▸ Stored items
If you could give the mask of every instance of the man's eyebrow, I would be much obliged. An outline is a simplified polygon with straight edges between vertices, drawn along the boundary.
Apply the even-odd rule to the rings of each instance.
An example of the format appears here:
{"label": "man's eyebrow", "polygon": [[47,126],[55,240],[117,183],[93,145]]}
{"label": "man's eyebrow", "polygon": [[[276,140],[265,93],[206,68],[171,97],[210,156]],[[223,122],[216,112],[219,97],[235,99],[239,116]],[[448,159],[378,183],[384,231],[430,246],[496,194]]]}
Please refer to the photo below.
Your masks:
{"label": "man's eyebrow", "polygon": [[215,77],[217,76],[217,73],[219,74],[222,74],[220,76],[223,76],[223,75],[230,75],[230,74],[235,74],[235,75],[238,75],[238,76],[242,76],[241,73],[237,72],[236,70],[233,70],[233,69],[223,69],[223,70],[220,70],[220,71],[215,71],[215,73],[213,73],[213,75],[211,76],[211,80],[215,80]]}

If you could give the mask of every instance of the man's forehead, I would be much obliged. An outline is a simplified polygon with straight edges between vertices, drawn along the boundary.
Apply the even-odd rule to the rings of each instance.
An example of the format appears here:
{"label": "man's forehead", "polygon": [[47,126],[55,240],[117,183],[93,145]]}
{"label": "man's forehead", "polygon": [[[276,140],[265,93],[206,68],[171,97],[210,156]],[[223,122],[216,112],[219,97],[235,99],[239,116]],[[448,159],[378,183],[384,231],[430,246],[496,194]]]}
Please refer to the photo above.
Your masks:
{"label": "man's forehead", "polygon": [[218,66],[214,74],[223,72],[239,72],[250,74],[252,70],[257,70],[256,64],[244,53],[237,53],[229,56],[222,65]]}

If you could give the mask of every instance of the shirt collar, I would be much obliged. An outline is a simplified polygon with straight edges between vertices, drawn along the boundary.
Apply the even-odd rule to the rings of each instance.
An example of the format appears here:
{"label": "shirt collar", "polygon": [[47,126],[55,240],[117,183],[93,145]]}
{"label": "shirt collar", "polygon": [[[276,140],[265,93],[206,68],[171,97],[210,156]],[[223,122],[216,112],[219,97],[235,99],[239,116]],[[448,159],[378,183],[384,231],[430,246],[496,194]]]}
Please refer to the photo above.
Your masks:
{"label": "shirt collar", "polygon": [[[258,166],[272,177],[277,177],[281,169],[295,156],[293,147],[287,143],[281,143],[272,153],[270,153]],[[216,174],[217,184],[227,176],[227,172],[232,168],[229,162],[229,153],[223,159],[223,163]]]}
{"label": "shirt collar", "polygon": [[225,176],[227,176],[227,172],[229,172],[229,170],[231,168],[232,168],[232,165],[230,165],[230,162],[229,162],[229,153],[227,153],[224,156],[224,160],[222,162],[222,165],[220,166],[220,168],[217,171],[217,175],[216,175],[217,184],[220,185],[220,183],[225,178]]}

▸ Exercise details
Wherever the word "give" appears in the data, return the whole line.

▸ Reply
If you could give the mask of every instance of the man's eyebrow, I would be much obliged. An outline is a simplified polygon with straight edges between vertices, drawn along the boundary.
If you could give the mask of every instance of the man's forehead, I would be much obliged. An outline is a simplified polygon with straight edges between vertices, drawn along the boundary.
If you could give the mask of every instance of the shirt collar, I would be much obliged. An outline is a simplified polygon with straight edges between vertices, drawn along the boundary.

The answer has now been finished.